- Opening Delimiter -
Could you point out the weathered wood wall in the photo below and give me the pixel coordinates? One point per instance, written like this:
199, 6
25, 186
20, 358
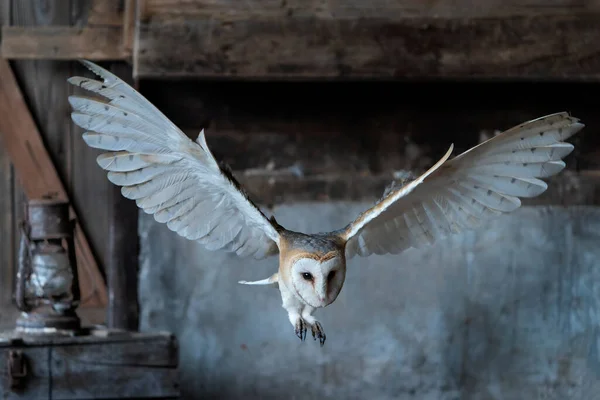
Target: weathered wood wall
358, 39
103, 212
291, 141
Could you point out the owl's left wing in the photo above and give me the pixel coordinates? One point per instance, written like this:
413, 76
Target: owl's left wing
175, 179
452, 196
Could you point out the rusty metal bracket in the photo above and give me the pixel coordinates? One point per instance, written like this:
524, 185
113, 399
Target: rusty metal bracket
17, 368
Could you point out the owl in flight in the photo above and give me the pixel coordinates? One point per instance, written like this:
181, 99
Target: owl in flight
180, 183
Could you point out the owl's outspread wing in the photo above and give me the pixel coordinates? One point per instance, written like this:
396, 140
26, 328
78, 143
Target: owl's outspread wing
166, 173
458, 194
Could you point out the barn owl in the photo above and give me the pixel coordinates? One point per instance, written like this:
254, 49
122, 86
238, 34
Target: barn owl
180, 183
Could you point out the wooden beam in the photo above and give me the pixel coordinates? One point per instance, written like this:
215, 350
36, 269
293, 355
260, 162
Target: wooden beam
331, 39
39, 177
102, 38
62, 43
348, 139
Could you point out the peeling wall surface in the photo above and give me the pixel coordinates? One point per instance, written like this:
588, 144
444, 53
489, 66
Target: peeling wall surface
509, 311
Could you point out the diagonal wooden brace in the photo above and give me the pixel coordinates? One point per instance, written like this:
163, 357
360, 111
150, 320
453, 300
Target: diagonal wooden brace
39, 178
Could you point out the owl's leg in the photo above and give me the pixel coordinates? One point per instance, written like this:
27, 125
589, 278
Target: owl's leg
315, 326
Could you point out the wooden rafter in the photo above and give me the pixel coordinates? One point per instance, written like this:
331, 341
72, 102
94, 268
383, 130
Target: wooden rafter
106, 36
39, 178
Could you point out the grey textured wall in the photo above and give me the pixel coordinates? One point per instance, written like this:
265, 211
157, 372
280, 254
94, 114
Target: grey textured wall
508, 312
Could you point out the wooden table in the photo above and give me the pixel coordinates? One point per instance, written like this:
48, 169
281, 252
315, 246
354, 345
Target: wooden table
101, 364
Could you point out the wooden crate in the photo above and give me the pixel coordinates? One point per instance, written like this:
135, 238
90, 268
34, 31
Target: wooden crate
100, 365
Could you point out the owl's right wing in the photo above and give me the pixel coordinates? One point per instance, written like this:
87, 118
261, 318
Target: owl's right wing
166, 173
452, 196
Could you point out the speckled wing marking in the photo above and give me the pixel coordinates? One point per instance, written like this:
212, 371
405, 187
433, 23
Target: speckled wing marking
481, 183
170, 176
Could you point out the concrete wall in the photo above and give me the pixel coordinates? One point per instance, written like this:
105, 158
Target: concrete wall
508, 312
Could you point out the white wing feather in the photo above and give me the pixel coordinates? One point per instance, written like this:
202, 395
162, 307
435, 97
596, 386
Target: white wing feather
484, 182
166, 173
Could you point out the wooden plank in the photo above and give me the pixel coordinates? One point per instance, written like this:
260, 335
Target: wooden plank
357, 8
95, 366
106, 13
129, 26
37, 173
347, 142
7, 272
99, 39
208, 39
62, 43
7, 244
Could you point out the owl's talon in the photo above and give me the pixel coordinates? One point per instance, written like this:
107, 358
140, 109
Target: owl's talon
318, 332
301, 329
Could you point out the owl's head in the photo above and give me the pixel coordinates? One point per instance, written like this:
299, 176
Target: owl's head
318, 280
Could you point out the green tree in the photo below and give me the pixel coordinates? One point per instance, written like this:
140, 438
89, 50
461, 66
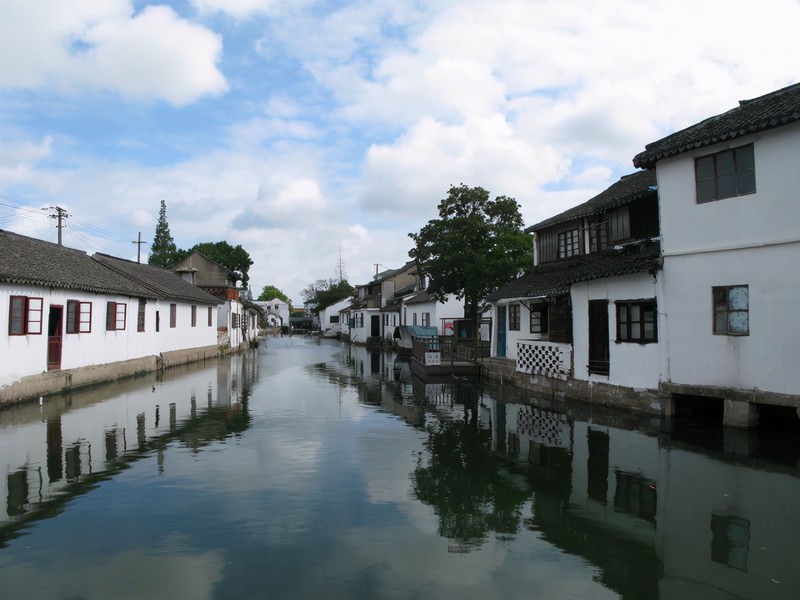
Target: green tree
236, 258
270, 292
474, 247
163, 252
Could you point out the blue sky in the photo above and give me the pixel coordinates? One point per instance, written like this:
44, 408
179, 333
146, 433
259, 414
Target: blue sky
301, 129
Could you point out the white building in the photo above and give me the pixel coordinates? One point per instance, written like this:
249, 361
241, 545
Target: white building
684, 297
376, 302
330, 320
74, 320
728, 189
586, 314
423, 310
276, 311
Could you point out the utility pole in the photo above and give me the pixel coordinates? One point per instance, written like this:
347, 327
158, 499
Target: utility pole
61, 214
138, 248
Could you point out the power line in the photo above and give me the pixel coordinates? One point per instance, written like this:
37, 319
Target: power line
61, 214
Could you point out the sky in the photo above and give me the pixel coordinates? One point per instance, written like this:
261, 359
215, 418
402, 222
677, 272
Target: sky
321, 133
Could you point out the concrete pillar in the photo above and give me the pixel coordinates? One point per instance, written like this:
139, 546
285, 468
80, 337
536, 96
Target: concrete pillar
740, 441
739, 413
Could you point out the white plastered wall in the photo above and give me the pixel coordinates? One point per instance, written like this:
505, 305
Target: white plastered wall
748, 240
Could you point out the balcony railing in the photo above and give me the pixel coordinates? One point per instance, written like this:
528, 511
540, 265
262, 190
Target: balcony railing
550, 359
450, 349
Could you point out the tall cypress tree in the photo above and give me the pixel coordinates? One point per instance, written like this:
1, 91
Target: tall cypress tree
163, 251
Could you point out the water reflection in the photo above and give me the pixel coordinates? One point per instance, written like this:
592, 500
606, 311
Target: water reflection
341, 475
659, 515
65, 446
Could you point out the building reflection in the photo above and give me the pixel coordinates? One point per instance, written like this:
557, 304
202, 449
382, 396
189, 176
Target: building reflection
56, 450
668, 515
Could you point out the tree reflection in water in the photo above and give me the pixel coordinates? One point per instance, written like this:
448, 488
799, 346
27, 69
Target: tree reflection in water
- Closing Delimiter -
Aim of the task:
A faithful copy of the data is required: each word kept, each picture omitted.

Response:
Could you point out the weathered wood wall in the photo below and give me the pixel coordinates? One point per instance, written like this:
199, 6
25, 186
20, 358
Target: weathered wood wall
358, 39
103, 212
291, 141
Could you point out the owl's left wing in the photo above and give me the pixel coordinates? One point per instance, written like this:
413, 76
Target: owl's left wing
175, 179
452, 196
Could you point out the rusty metal bracket in the photo above and give me the pixel coordinates? One point per instance, written like this:
524, 185
113, 399
Target: rusty metal bracket
17, 368
Could you point out the owl in flight in the photo above and give me the pixel coordinates? One point per instance, written like this:
181, 99
Target: owl in flight
180, 183
Could you point out the owl's outspread wing in the photo above and give me the pixel coordinates? One point per instance, written like this:
396, 140
26, 328
78, 143
Target: owl's outspread wing
166, 173
458, 194
Could you point out the barn owl in the photo above and give me the pixel coordinates? One point per instance, written like this:
254, 49
122, 86
238, 34
Target: barn owl
180, 183
Could you point out the wooden beam in the photo above and give me the pixel coordinates? One point per instance, written like this:
215, 350
36, 269
293, 355
260, 162
Target: wooden beam
331, 39
39, 177
102, 38
62, 43
348, 139
Could you point out the peeling wall surface in the photo above and give me the pixel coordinates? One point per instance, written like this:
588, 144
444, 53
489, 66
Target: peeling wall surface
509, 311
Could you point out the diagonal wooden brace in the photo above and give me the pixel coordinates? One point per instance, written like this:
163, 357
360, 111
150, 320
453, 300
Target: diagonal wooden brace
39, 178
Could you point out the owl's leg in the photo above and give me the pixel coordinates? One point per instance, written like this:
27, 125
589, 278
Target: owl's leg
315, 326
Could you point out the wooden rafter in the photo above and give me the pixel coordinates? One point per instance, written like this:
331, 341
72, 102
94, 268
383, 130
Target: wooden rafter
106, 36
39, 178
Could you point out the grey textured wall in the photo above and give me the pixel coordinates? One point per instance, written like this:
265, 211
157, 372
280, 254
94, 114
Target: grey textured wall
508, 312
Could you point out the wooden table in the photo above and give me the pixel coordinates? One point per instance, written like this:
48, 169
281, 252
315, 246
354, 345
Target: wooden table
101, 364
Could you point out the wooden crate in the photo above and give me the pixel coordinates? One point per instance, written like this:
135, 238
90, 268
34, 31
Target: wooden crate
100, 365
Could you point out the owl's right wing in the photo above and give me the pixel coordinates? One point per instance, written like this:
87, 118
261, 318
Target: owl's right wing
166, 173
452, 196
Could you point out the speckled wing marking in the photo above and give me the pixel coordinates? One point per instance, written like this:
212, 371
405, 187
433, 23
Target: speckled wing marking
481, 183
170, 176
Could you point out the concrete wall in the photo above and give me the pixel coordinates? One point per instance, written like this:
105, 158
Target: concrete wall
508, 312
Could you point out the white wing feather in the photo above and give me the pixel coordinates? One point per instance, written like this:
202, 395
162, 307
435, 97
596, 386
Target: white wing feather
484, 182
166, 173
Could you point out the wooden plank in the photo above and give me the pixel coordinates? One point per instance, written like this:
260, 335
Target: wooden plank
357, 8
95, 366
106, 13
129, 26
37, 173
347, 142
7, 272
99, 39
208, 39
62, 43
7, 244
Could you point out the owl's talon in the photo above and give me the pixel coordinates? One point per instance, written like this:
107, 358
140, 109
Target: owl's talon
318, 332
301, 329
Could you point out the owl's head in the photo above and give me the pixel coordinates? One point per instance, written like this:
299, 176
Target: owl's head
318, 280
Could you point out the green tree in the photo below and give me the pixel coordinates? One point per instance, written like this:
140, 438
89, 50
461, 66
Target: green tree
236, 258
270, 292
474, 247
163, 252
Could you point out the blue sky in the photo above and give me the pixel coordinates? One point per instance, written like this:
44, 408
179, 333
146, 433
259, 414
Target: blue sky
301, 129
Could you point out the white building in the photo above and give me the pixel coordinates? One point per instance, written like this:
249, 361
241, 545
Target: white building
684, 297
376, 302
330, 320
74, 320
728, 189
586, 314
423, 310
276, 311
Could you point out the utility pole in the photo above and give me the pixel coordinates? One point per instance, written like this:
347, 327
158, 499
Target: utility pole
61, 214
138, 248
Could you point out the power line in the photo above and give me the pixel coordinates? One point per instance, written like this:
37, 319
Target: power line
61, 214
Could you point out the sky in the photo above and give me the pixel coordinates? One point per instance, written like this:
261, 359
215, 418
402, 222
677, 272
Target: sky
321, 133
Could you point out the concrete pillar in the photo above and give me the pixel coordinates? One point per instance, written like this:
139, 546
285, 468
80, 337
536, 96
Target: concrete pillar
740, 441
739, 413
Could you point out the white plastered wall in the photo above and give me the pixel coordinates? One point per instance, written like this:
505, 305
Target: white plastered wall
748, 240
Could you point out the balcony railing in the photo above and give me the pixel coordinates? One point per instance, written like this:
528, 511
540, 265
262, 190
Target: balcony railing
550, 359
450, 349
Could you point out the tall cypress tree in the photo above and give me the pixel coordinates? One point per instance, written like this:
1, 91
Target: tall cypress tree
163, 251
Could you point out the water reflection in the photo above and give me the pixel coordinates? One point per instance, written like this:
592, 500
606, 311
Target: water reflection
341, 475
659, 515
65, 446
Could you point out the building reflection in the photo above and give me the pixel coordinates? One point per instance, written like this:
557, 304
202, 449
382, 396
189, 176
Target: building reflection
56, 450
668, 515
Could you point out the tree reflection in water in the photo above and give me the pixel coordinates? One point per instance, written like this:
448, 488
799, 346
27, 69
Target: tree reflection in water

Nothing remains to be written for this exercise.